Selon le texte sur l'obésité et l'horloge biologique, dans quelle revue les conclusions de l'équipe de l'Université de Virginie sont-elles documentées ?

== TEXTE DE L'EXERCICE ==
-*-*-

C’est une nouvelle perspective dans l’explication de la hausse croissante de l’obésité que développe ici cette équipe de l’Université de Virginie : ces chercheurs documentent en effet un lien -ici chez l’animal- entre les aliments riches en calories et la récompense associée, leur consommation à tout moment, et donc la perturbation de l’horloge biologique. En synthèse, le plaisir -ou la dopamine- apporté par tous ces aliments, disponibles à toute heure du jour et de la nuit, incite à un grignotage permanent, qui bouscule nos rythmes circadiens et favorise le développement de l’obésité. Ces conclusions, documentées dans la revue Current Biology, incitent à la fois à une restriction de l’offre ou bien de nos choix alimentaires ainsi qu'à une restriction de notre « plage alimentaire » quotidienne. On en revient à un régime de type jeûne intermittent.
L’augmentation progressive du poids, du surpoids et de l’obésité au niveau mondial entraîne une hausse simultanée des taux de maladies cardiaques, de diabète, de cancer et de complications comme l'hypertension. Certaines études récentes associent aussi la maladie d'Alzheimer à l'obésité et à l'inactivité physique. Le régime alimentaire a radicalement changé dans les pays riches au cours des 50 dernières années, avec une part croissante des aliments hautement transformés et une disponibilité de ces aliments à toute heure du jour ou de la nuit, résume en substance l’auteur principal, Ali Güler, professeur de biologie à l'Université de Virginie : « Or beaucoup de ces aliments sont riches en glucides et en calories et sont responsables à long terme, de cette hausse de l’obésité et de ses comorbidités ».
En substance, l‘équipe démontre que le centre de récompense du cerveau -qui produit la dopamine- et l'horloge biologique du cerveau -qui régule nos rythmes physiologiques quotidiens-, sont liés et que ces aliments riches ultra-transformés- qui apportent du plaisir, perturbent les horaires d'alimentation normaux et favorisent la suralimentation et l'obésité.
La signalisation de la dopamine (ou la récompense) dans le cerveau régit la biologie circadienne
L’équipe a nourri des souris avec un régime alimentaire comparable à un régime occidental riche en calories et en graisses en maintenant au départ des horaires d'alimentation et d'exercice.

-*-*-

== DONNÉES D'ENTRÉE ==
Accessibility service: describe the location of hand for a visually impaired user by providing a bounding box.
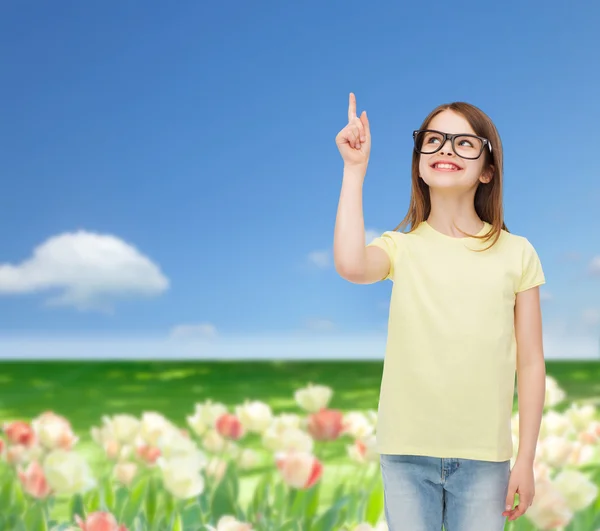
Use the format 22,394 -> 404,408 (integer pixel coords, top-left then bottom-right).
502,459 -> 535,520
335,92 -> 371,168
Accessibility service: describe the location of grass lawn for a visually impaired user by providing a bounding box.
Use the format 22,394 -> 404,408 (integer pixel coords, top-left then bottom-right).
0,361 -> 600,524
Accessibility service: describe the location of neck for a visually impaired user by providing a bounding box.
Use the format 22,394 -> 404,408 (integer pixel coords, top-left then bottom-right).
427,188 -> 482,237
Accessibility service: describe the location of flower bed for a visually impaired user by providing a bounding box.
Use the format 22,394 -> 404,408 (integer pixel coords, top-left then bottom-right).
0,377 -> 600,531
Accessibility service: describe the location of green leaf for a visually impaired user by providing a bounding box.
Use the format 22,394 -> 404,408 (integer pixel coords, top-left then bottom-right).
24,503 -> 48,531
289,489 -> 306,518
181,503 -> 206,531
310,496 -> 352,531
101,477 -> 116,513
10,481 -> 27,515
146,478 -> 157,526
278,519 -> 302,531
249,474 -> 272,521
69,494 -> 86,522
119,477 -> 148,527
365,481 -> 384,527
210,463 -> 239,521
304,482 -> 321,527
0,475 -> 14,512
84,489 -> 100,513
169,512 -> 183,531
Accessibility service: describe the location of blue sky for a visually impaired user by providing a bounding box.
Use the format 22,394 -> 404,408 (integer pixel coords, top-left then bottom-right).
0,1 -> 600,358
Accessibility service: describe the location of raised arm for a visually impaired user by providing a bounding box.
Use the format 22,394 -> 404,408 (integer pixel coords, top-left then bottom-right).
333,93 -> 390,284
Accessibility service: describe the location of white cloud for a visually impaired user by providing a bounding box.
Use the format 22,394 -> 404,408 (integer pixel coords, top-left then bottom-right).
170,323 -> 217,339
308,229 -> 381,269
581,308 -> 600,327
0,230 -> 169,311
589,256 -> 600,275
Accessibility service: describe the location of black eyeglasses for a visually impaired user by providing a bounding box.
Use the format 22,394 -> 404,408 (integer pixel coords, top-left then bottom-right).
413,129 -> 492,160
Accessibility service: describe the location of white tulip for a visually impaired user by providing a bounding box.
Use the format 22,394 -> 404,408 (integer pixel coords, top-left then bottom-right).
540,411 -> 575,438
294,383 -> 333,413
565,404 -> 597,431
536,435 -> 575,468
156,455 -> 205,500
269,413 -> 301,432
567,441 -> 596,467
156,430 -> 199,459
202,428 -> 227,454
43,449 -> 96,495
525,480 -> 573,529
554,470 -> 598,512
31,411 -> 79,450
262,428 -> 314,452
206,457 -> 227,481
236,448 -> 258,470
186,400 -> 227,437
113,462 -> 138,485
343,411 -> 374,439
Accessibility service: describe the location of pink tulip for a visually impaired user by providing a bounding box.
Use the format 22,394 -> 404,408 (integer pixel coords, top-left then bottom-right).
308,408 -> 344,441
75,511 -> 127,531
354,440 -> 367,458
4,420 -> 35,446
136,444 -> 160,465
215,413 -> 244,440
104,439 -> 121,461
6,444 -> 27,465
19,461 -> 52,499
31,411 -> 79,450
275,451 -> 323,489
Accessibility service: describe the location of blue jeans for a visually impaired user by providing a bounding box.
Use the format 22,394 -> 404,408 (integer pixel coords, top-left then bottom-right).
380,454 -> 510,531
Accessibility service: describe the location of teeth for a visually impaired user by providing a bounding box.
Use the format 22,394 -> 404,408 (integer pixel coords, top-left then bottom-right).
434,164 -> 458,170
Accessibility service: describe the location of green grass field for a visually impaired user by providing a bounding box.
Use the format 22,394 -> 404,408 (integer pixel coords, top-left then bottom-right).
0,361 -> 600,432
0,361 -> 600,515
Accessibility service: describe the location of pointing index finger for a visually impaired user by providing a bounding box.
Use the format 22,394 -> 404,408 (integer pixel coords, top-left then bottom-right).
348,92 -> 356,122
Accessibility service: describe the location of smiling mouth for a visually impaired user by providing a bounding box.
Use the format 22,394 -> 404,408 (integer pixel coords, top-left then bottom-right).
431,163 -> 460,171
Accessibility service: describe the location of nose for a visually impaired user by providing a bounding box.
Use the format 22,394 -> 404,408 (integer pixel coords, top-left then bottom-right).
440,138 -> 454,155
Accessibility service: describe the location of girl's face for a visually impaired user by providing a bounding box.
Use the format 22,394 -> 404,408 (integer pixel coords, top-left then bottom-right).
419,110 -> 493,191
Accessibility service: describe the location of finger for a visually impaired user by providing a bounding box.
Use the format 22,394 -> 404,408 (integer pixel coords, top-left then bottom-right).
360,111 -> 371,137
345,126 -> 357,147
506,487 -> 516,511
352,118 -> 367,142
350,125 -> 360,149
348,92 -> 356,123
508,505 -> 526,520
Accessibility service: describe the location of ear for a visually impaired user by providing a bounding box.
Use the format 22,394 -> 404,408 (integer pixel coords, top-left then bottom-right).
479,165 -> 496,184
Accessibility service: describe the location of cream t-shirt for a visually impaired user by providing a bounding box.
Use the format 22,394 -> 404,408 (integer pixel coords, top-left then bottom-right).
369,221 -> 545,461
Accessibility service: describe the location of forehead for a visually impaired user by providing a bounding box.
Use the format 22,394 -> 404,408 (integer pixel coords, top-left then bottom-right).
427,110 -> 475,135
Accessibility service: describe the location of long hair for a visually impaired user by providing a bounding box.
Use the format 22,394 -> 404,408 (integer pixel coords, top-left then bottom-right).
394,102 -> 509,250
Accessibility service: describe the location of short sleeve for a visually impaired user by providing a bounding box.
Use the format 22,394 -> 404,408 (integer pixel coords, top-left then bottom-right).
517,238 -> 546,293
367,231 -> 398,282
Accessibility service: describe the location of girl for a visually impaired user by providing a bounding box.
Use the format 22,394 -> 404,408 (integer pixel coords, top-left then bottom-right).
334,93 -> 546,531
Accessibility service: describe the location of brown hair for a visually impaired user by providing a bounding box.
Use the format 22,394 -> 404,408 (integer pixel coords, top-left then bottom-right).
394,102 -> 508,250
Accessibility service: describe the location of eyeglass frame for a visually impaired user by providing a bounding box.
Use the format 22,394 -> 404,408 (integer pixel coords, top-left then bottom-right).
413,129 -> 492,160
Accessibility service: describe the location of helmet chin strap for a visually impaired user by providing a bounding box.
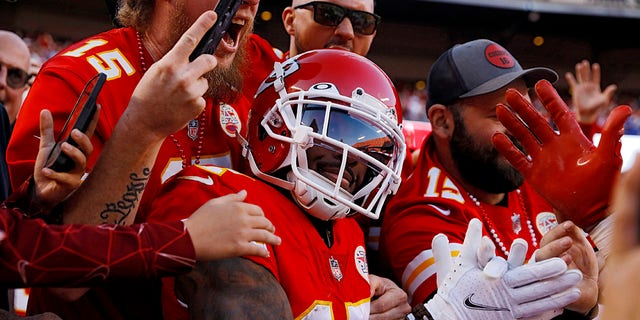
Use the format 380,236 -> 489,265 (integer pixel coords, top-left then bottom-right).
287,169 -> 351,220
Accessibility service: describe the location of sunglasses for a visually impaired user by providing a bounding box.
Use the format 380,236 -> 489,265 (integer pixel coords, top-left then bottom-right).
294,1 -> 381,36
0,62 -> 33,89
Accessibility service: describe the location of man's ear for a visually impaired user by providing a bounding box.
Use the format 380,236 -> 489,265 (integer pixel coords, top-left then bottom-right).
282,7 -> 296,35
427,104 -> 455,137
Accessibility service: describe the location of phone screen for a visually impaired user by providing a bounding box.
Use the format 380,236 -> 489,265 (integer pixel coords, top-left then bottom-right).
45,73 -> 107,172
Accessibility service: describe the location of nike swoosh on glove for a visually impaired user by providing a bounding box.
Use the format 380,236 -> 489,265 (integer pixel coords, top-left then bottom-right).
423,219 -> 582,320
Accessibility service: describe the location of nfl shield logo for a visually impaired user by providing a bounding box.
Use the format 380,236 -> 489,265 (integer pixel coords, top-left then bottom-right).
329,257 -> 342,281
187,119 -> 199,141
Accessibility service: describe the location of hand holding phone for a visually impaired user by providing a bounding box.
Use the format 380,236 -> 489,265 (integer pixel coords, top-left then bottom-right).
44,73 -> 107,172
189,0 -> 242,61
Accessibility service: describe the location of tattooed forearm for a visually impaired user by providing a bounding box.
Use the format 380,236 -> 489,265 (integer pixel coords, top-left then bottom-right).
176,258 -> 293,319
100,168 -> 151,224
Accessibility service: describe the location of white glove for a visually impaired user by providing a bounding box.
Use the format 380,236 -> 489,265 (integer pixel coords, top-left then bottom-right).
423,219 -> 582,320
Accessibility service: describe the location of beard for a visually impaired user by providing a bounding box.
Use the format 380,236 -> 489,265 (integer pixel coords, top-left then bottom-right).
450,108 -> 524,193
169,4 -> 252,102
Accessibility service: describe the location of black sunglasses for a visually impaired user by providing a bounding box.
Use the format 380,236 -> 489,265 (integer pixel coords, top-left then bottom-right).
294,1 -> 381,36
0,62 -> 33,89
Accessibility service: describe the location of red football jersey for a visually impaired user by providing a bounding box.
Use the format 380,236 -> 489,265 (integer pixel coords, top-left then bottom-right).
242,34 -> 284,98
7,28 -> 250,221
380,139 -> 557,305
149,166 -> 370,319
7,28 -> 250,319
0,184 -> 195,287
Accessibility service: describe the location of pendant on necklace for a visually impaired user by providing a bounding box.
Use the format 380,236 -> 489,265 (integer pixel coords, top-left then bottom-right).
511,212 -> 522,234
187,119 -> 200,141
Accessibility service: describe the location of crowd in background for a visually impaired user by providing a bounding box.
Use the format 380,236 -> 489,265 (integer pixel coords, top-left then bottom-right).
10,32 -> 640,135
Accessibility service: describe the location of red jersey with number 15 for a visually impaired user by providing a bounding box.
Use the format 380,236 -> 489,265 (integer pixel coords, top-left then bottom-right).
7,28 -> 250,320
149,166 -> 370,320
7,28 -> 250,222
380,138 -> 557,306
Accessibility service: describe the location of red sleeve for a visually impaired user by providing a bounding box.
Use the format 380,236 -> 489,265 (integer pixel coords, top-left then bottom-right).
0,205 -> 195,287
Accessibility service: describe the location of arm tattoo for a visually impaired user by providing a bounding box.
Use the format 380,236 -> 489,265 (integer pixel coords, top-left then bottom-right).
100,168 -> 151,225
176,258 -> 293,319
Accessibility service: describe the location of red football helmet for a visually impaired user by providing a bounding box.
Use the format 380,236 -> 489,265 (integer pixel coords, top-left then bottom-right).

-*-*-

== ZONE DE RÉPONSE ==
Dans la revue Current Biology.